--- start ARTICLE ---

Conventional thinking has us believe that products are conceived, developed, and made by the product brand owner’s engineering teams. Yet increasingly, final manufactured products are designed and built by a diverse distributed network of individuals and teams—the Product Stakeholder Network. It is estimated that most industrial and consumer products contain procured-in content ranging from 40% to 70%.[1] This means that the engineer who designs the final product must design-in other companies’ components, parts, and sub-modules. They must research, evaluate, and select the products that meet the design specification then bring in, or recreate, referenceable geometry and metadata so that the complete design can be engineered and documented for downstream processes like quality inspection, procurement, and manufacturing.

Interactions between people using tools, processes, and IT systems commences early during product development starting with requirements gathering and continuing throughout the product design, development, procurement, manufacture, and maintenance phases. Increasingly, people use tools from their private lives like text, chat, and email to make critical business decisions across a disparate Product Stakeholder Network. But these person-to-person (P2P) collaboration tools are incongruous with enterprise governance that demands strict, documented, processed, and baked-in rules. This informal P2P collaboration risks breaching formal process guidelines by capturing what was decided, but not why or how. The failure to create and preserve a master data record of this information can lead to an inability to trace history, and risks mistakes being repeated again and again.

--- end ARTICLE ---

WRITTEN INSTRUCTION 1: Repeat the article's passage starting at the words "Interactions between people" and stopping after "again and again.", with "email" swapped for "voice calls".

--- start INPUT ---

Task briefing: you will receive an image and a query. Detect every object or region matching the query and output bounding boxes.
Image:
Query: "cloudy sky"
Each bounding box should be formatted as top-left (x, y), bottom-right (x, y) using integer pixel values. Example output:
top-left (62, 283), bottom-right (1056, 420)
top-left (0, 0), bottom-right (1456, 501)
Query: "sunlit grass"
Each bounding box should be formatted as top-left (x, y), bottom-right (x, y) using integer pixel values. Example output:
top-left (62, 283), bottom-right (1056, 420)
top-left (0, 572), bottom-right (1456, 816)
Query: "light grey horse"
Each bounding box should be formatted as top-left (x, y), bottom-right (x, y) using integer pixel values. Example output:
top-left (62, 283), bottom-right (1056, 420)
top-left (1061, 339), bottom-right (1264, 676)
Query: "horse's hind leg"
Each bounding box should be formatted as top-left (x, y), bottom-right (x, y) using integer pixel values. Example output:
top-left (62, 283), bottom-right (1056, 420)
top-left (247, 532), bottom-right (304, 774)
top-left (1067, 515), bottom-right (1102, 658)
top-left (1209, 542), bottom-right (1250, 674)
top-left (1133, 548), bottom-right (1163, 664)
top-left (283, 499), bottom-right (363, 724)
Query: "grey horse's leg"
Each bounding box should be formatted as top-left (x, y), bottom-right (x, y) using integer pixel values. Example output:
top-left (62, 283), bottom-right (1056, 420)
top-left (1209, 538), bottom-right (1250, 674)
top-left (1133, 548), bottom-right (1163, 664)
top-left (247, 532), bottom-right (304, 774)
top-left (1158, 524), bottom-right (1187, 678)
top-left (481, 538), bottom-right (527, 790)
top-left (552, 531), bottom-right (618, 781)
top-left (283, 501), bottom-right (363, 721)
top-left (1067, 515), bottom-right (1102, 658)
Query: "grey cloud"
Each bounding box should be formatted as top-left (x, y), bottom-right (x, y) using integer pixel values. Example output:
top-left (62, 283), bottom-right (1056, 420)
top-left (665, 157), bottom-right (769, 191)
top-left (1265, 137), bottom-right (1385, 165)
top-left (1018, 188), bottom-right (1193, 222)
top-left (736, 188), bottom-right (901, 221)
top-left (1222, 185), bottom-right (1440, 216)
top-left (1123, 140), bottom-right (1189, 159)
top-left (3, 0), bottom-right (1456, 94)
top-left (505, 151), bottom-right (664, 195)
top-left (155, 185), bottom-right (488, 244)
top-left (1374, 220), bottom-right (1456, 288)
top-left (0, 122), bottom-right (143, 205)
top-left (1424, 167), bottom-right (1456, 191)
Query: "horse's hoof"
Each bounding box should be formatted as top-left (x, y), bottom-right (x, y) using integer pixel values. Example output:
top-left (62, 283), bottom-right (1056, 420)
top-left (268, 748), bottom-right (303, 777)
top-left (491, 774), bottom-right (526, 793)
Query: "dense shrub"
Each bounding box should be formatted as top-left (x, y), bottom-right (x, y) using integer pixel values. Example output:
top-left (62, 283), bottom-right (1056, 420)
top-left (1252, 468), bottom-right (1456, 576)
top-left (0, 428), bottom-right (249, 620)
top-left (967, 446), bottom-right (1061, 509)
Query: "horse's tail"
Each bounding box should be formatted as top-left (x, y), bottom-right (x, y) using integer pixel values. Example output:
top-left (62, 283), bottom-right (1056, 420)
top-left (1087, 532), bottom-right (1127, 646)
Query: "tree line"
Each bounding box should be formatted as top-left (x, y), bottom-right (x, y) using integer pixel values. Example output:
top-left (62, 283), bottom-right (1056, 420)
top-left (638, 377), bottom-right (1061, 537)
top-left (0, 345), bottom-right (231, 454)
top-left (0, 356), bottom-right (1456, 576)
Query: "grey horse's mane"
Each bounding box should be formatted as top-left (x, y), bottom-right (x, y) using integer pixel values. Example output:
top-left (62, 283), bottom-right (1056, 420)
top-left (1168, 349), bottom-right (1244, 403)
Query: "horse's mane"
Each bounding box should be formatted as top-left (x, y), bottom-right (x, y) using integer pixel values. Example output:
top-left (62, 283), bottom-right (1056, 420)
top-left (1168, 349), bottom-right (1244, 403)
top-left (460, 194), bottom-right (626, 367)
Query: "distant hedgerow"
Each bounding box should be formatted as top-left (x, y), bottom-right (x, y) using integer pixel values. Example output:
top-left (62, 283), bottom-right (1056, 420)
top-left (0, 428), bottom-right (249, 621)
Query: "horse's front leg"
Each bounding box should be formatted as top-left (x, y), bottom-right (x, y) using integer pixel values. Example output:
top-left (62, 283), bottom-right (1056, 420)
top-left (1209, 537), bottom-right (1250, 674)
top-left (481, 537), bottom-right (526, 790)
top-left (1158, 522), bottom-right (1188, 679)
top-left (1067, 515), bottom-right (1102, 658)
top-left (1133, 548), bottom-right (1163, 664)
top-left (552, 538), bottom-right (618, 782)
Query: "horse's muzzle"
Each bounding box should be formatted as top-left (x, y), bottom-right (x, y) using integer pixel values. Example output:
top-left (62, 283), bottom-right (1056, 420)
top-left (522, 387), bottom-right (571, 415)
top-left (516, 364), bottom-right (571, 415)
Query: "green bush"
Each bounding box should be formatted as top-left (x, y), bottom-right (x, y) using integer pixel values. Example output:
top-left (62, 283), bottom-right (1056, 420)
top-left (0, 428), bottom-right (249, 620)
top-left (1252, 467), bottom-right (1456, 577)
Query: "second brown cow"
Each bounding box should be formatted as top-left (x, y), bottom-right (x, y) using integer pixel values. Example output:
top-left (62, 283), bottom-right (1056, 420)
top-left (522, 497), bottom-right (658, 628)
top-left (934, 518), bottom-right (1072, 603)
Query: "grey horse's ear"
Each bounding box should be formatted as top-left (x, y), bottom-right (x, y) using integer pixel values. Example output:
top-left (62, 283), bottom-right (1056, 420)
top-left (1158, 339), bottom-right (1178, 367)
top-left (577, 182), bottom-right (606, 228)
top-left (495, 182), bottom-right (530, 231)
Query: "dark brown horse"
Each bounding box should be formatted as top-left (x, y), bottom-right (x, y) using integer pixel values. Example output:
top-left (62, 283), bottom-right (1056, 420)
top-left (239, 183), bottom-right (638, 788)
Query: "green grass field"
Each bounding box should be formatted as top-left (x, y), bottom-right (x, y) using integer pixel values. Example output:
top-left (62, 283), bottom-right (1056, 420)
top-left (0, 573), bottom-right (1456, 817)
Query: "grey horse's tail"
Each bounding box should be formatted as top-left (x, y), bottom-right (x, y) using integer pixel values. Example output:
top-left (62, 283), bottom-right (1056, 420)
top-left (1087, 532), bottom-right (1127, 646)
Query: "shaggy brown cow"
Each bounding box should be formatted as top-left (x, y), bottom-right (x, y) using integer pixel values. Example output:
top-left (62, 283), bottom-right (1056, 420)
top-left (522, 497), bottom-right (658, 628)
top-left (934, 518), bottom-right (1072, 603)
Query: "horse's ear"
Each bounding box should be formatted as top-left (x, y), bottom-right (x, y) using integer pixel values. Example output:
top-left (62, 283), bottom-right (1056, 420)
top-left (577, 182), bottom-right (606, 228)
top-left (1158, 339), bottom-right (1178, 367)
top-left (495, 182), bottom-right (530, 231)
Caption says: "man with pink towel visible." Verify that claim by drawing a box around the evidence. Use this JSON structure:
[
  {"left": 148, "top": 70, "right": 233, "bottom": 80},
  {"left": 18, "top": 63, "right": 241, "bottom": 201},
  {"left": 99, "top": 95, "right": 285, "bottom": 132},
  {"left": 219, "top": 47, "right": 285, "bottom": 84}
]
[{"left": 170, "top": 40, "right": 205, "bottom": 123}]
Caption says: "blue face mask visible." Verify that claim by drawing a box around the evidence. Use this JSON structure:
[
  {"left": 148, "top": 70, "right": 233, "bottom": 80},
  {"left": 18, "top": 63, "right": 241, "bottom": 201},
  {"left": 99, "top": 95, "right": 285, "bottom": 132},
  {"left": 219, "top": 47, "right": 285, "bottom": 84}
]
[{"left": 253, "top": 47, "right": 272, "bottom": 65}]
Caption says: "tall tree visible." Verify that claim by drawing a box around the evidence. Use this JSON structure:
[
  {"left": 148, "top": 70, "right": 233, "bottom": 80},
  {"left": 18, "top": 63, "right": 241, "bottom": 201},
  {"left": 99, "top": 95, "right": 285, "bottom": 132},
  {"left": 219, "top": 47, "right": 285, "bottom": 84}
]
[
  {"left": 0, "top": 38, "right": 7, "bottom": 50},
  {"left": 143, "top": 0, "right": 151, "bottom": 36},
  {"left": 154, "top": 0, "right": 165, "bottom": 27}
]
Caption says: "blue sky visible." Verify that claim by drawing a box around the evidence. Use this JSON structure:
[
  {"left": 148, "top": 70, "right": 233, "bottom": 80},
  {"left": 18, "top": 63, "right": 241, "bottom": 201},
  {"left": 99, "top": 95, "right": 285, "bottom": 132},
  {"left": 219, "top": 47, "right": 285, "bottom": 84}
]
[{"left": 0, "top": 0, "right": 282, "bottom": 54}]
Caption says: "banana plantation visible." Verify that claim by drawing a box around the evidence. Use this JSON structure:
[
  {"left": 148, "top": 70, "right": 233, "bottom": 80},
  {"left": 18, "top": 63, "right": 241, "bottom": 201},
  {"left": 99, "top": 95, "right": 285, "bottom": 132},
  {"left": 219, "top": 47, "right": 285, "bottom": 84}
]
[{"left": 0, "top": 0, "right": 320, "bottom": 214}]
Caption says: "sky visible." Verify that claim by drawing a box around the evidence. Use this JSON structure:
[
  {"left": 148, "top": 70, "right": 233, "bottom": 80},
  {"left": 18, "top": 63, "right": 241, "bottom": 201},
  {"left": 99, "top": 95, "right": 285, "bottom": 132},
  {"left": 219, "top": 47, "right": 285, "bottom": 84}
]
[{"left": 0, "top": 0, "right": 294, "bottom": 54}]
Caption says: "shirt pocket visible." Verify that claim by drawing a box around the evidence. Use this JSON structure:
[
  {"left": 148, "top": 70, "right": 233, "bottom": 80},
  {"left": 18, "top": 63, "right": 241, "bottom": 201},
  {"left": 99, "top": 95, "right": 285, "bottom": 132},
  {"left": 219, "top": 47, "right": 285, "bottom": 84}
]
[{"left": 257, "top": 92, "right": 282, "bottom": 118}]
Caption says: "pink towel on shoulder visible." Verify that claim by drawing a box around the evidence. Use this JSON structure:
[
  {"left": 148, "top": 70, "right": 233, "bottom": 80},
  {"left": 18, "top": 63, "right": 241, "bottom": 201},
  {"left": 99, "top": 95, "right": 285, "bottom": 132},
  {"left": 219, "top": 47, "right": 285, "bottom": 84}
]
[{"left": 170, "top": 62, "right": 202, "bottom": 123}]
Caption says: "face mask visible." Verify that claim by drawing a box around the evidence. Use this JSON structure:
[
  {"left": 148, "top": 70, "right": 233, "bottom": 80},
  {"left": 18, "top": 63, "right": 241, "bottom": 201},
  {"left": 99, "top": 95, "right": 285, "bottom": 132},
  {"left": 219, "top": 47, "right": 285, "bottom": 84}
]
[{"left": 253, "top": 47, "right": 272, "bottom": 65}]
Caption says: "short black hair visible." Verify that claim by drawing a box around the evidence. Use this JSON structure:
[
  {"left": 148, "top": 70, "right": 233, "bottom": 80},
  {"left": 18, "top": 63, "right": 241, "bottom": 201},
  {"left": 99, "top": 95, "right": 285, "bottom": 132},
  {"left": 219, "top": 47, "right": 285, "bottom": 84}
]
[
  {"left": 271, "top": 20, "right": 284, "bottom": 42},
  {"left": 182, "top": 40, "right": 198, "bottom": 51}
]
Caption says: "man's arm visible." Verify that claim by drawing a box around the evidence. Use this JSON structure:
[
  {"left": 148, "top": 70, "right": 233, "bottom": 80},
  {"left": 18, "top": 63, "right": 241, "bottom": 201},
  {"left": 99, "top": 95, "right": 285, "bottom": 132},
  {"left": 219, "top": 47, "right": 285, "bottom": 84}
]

--- end INPUT ---

WRITTEN INSTRUCTION 2: Count the lines of the listing that contain the string "tail". Reply with the number only.

TASK OUTPUT 1:
Interactions between people using tools, processes, and IT systems commences early during product development starting with requirements gathering and continuing throughout the product design, development, procurement, manufacture, and maintenance phases. Increasingly, people use tools from their private lives like text, chat, and voice calls to make critical business decisions across a disparate Product Stakeholder Network. But these person-to-person (P2P) collaboration tools are incongruous with enterprise governance that demands strict, documented, processed, and baked-in rules. This informal P2P collaboration risks breaching formal process guidelines by capturing what was decided, but not why or how. The failure to create and preserve a master data record of this information can lead to an inability to trace history, and risks mistakes being repeated again and again.

TASK OUTPUT 2: 2